» Work instructions: Continue the report on MSF's medical work amid the fighting in North Kivu from the point where it stops.
Given text section start
MSF teams are continuing their work in the regional capital, Goma, and in other towns and villages in North Kivu. The organization remains very concerned about the many people still on the move after fleeing recent fighting.
Heavy fighting continued today in Rutshuru and in Kiwanja, and the situation remains tense. Thousands of people have been displaced yet again by the fighting. An MSF mobile clinic team that attempted to go to Kiwanja today was turned back by fighting.
Rutshuru hospital is full of displaced people, and MSF has set up tents to shelter them. Over the last two days, medical teams have treated 43 war-wounded patients at the hospital, and more are arriving. Since yesterday, MSF has also treated more than 50 patients at two health centers in Rutshuru, half of them children. MSF is the only organization currently working in the town.
There was fighting in Kibati today as well, sending displaced people fleeing to nearby Goma. MSF teams were there running mobile clinics, providing clean water, and installing a new cholera treatment center in Kibati.
Ten cholera patients fled a treatment facility in Kibati when the fighting broke out, and MSF was able to transfer another 10 patients back to the cholera treatment center at the Goma General Hospital. Tomorrow, MSF teams will set up an ambulance service to transport cholera patients to Goma while the situation in and around Kibati remains unstable.
West of Goma, MSF teams are starting mobile clinics in the Mushake area, and in Karuba village. MSF is providing mental healthcare to displaced people in Shasha camp, near Saké. Further south, in Kirotshe, the organization will provide surgical and emergency support at the local hospital.
Given text section end
Given material section start
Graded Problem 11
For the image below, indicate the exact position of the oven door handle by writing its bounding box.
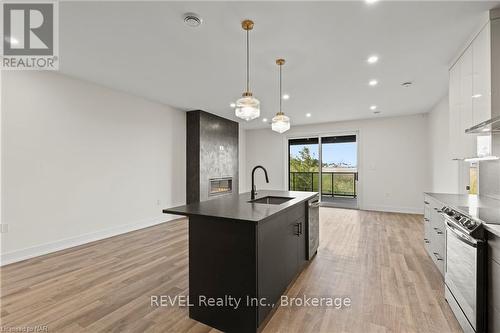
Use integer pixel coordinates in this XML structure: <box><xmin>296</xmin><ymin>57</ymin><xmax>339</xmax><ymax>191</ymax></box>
<box><xmin>446</xmin><ymin>221</ymin><xmax>477</xmax><ymax>247</ymax></box>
Given material section end
» Task response:
In Minova, also west of Goma, an MSF team continues supporting a cholera treatment center, where an average of 50 new patients are being treated each week.
While some displaced people are returning to their places of origin around North Kivu, many of the displaced and local residents continue to be in urgent need of food, clean water, healthcare, and basic items like blankets and shelter materials.
The situation is relatively calm north of Goma, Kitchanga, and Mweso, where MSF is providing primary and secondary healthcare and running mobile clinics. In Masisi, 80 km northwest of Goma, a six-person MSF international team and 80 Congolese colleagues are providing healthcare at a hospital and health center.
Further east, along the border with Uganda, MSF teams are assessing the condition of thousands of Congolese refugees and displaced people.
MSF is continuing to explore the area as security conditions permit and is identifying displaced people with unmet health needs. Some 52 international staff are working with MSF in North Kivu now, including doctors, nurses, logisticians, and administrators, among others.